▸ DOCUMENT EXCERPT
The product manager’s primary responsibility is to break down the customer’s needs and product requirements into easily digestible user stories for the team. The PM is readily available to address any questions or concerns the team may have as it works its way through these stories. The PM also collaborates with designers and engineers on requirements gathering, backlog refinement, orchestrating sprint rituals, and facilitating retrospectives.

Business Analyst

Business analysts help break down complexity on products with deep domain complexity or large product builds where a Product manager may need to coordinate the wider program while individual teams focus on feature work. In practical terms, this translates into the BA owning backlog refinement.

Software Architect

A software architect is a senior engineer in an advisory role who helps the team navigate complex architectural decisions, determine best application of a technical capability, and introduce emerging technology capabilities (e.g., artificial intelligence and machine learning). Architects rotate through teams, staying long enough to guarantee solid delivery.

Engineering Team Lead

A senior software engineering team lead (ETL) is responsible for making architectural decisions and for leading the development effort within the cross-functional team. This person works together with the product manager to delegate individual user stories, making sure that team members are enabled to complete the work they pick up (e.g., routing complex stories to more senior members of the team, coaching, problem solving, and performing technical spikes). The responsibilities vary based on team maturity and selected rituals.

Product Design Manager

A product design manager (PDM) is a senior practitioner of the craft who owns a portfolio of products that are currently worked on by the team. Each design manager supports a group of product designers, leads design thinking on client engagements, participates in hiring of new designers into the team, and provides mentorship and coaching to the cross-functional team. PDMs have a deep understanding of the product design practice that includes research, interface design, interaction design, and so on.

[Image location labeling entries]

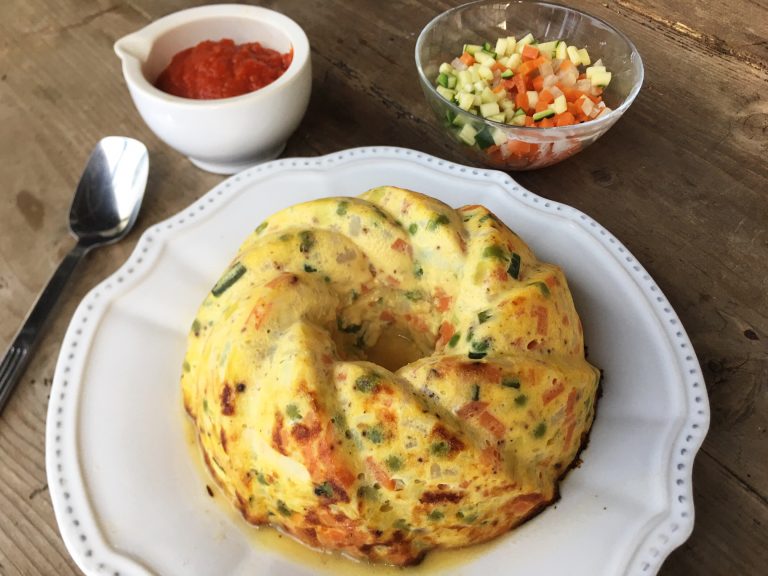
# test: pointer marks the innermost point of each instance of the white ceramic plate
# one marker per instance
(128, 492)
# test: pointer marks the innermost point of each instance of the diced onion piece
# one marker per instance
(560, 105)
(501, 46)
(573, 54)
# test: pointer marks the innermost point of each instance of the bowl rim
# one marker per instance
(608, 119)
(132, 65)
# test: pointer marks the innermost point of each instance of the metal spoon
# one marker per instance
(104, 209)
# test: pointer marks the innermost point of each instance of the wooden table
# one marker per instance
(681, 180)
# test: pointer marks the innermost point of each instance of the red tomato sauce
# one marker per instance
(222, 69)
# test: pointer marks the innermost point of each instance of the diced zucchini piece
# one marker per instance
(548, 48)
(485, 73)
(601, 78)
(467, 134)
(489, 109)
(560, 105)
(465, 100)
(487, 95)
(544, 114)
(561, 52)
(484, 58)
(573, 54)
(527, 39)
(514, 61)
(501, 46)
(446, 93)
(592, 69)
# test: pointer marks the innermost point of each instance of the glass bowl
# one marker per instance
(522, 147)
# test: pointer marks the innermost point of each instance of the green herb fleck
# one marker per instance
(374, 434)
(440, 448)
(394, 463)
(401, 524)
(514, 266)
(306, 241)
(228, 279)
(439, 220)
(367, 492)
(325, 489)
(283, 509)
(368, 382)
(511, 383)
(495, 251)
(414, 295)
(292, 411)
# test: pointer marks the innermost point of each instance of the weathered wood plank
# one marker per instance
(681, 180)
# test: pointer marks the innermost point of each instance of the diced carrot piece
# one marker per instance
* * *
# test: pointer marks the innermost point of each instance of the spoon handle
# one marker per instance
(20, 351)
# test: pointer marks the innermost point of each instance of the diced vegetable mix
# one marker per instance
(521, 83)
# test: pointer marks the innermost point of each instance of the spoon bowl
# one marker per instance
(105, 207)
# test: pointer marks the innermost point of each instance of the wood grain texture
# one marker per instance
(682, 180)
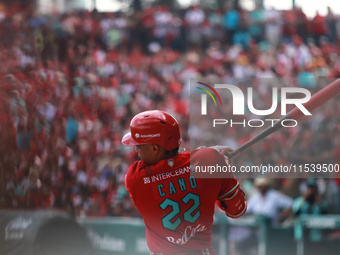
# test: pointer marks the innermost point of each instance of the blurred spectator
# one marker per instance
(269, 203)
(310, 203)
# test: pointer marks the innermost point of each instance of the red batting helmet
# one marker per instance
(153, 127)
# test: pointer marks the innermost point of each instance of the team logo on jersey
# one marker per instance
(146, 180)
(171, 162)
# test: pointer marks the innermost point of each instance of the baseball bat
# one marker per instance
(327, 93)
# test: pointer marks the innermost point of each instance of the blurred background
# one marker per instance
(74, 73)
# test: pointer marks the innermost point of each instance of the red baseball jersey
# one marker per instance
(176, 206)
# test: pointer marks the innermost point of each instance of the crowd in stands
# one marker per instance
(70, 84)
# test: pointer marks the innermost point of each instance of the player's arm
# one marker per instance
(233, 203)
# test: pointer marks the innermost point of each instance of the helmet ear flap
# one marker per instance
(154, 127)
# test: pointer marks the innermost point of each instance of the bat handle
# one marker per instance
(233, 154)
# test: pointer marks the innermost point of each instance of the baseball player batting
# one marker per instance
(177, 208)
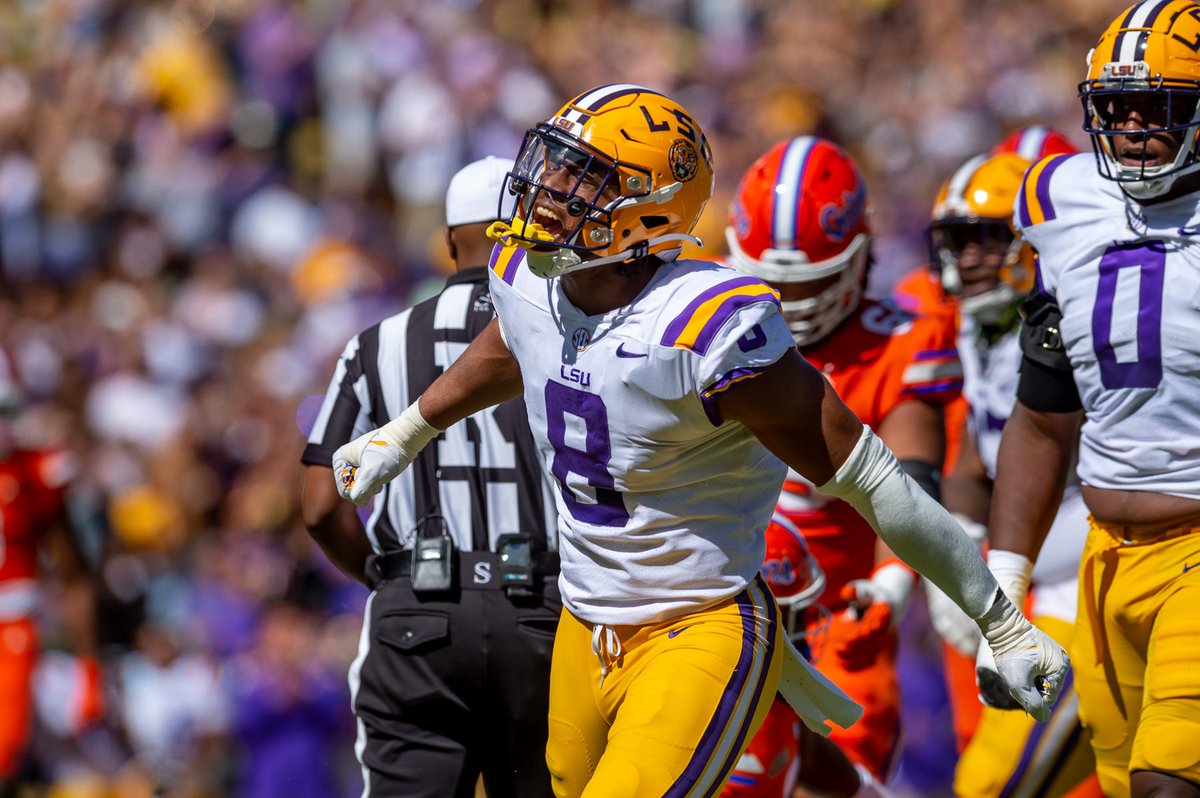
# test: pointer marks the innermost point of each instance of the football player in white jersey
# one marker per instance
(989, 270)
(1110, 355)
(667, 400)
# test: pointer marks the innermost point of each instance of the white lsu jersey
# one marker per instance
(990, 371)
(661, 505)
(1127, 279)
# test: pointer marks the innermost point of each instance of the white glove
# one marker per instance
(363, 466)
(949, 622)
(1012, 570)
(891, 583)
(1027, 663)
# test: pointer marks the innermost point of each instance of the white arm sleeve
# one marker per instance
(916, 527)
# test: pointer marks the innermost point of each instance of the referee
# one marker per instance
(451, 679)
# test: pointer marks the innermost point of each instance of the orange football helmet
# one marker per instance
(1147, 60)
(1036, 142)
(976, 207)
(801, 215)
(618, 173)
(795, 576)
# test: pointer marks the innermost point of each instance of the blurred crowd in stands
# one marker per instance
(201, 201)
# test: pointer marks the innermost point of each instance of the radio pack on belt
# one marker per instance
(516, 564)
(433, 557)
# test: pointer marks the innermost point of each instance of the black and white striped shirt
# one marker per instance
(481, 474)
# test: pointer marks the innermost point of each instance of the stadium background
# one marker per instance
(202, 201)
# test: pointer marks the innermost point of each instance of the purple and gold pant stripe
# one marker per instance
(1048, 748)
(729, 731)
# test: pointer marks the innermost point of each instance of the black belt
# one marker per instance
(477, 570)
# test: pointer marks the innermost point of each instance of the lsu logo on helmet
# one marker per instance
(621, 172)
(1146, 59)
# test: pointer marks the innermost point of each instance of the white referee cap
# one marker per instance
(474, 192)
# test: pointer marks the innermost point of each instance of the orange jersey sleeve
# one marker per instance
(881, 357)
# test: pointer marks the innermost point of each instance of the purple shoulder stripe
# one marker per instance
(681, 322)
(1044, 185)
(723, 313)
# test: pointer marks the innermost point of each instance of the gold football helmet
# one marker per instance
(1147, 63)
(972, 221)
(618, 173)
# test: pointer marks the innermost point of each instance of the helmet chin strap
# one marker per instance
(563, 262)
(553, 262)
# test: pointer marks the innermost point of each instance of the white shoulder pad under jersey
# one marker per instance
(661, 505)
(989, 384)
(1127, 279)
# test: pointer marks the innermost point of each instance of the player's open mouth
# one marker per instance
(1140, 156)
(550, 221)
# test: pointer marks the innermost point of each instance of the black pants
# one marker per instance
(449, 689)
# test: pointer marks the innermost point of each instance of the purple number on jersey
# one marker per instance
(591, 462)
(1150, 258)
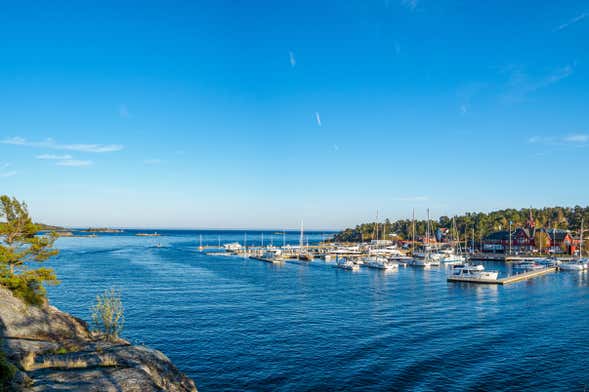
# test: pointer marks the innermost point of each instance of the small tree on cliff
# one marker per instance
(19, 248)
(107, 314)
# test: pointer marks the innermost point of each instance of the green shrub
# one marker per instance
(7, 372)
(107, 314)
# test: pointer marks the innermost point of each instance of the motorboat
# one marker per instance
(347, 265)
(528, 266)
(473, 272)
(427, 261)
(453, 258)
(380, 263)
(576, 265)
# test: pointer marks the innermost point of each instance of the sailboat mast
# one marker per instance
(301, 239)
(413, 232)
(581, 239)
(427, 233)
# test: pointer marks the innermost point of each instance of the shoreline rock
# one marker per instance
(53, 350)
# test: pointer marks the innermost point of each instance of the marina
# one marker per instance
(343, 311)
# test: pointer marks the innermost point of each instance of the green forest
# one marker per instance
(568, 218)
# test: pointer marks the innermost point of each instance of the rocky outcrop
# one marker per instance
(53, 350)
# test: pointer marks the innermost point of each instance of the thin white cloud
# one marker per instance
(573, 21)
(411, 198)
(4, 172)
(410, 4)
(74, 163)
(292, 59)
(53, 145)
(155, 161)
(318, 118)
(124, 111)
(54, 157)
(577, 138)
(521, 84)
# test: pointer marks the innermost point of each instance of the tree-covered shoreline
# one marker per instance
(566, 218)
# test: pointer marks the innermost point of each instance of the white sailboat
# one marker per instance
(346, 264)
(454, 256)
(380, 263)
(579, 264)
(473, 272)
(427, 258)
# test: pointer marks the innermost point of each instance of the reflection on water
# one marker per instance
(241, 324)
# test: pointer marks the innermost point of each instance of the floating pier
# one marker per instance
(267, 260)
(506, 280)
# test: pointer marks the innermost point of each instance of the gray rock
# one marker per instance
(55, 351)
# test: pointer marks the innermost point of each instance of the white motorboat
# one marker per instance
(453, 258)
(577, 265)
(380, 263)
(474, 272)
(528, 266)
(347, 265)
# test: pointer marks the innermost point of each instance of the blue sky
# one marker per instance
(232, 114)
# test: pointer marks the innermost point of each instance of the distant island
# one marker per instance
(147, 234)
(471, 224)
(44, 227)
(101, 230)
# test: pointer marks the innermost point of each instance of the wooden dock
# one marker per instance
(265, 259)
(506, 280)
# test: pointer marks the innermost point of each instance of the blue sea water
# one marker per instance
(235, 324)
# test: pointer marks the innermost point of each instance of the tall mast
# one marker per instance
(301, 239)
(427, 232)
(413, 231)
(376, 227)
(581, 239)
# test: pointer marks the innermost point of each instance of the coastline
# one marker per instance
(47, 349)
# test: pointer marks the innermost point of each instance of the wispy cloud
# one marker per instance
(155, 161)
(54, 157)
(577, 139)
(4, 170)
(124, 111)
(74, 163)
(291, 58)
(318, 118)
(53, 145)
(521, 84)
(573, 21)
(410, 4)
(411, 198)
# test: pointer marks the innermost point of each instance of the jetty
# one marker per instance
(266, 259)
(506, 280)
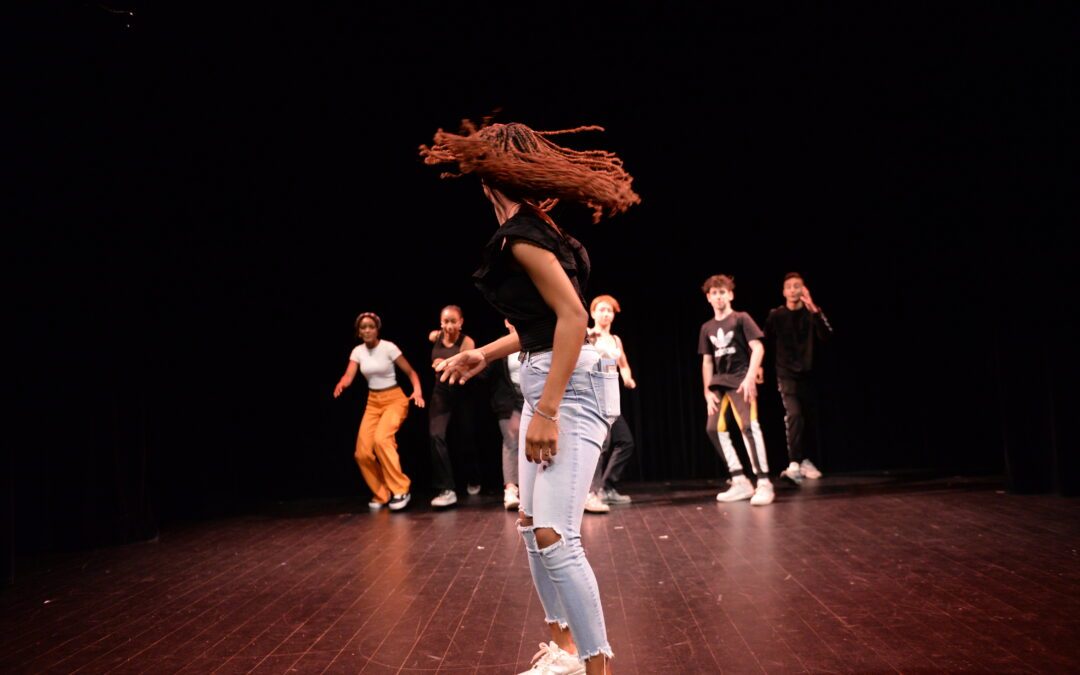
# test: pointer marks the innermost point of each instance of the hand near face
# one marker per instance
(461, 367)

▸ PROBLEMS
A. Write out the passage on product team roles from "The product manager’s" up to and including "owning backlog refinement.".
B. Count the lines of the rows that contain the string "gold", treating uppercase and lowercase as different, and give only the number.
The passage on product team roles and the rows have no connection to each other.

▸ CORRECT ANSWERS
A.
The product manager’s primary responsibility is to break down the customer’s needs and product requirements into easily digestible user stories for the team. The PM is readily available to address any questions or concerns the team may have as it works its way through these stories. The PM also collaborates with designers and engineers on requirements gathering, backlog refinement, orchestrating sprint rituals, and facilitating retrospectives.

Business Analyst

Business analysts help break down complexity on products with deep domain complexity or large product builds where a Product manager may need to coordinate the wider program while individual teams focus on feature work. In practical terms, this translates into the BA owning backlog refinement.

B. 2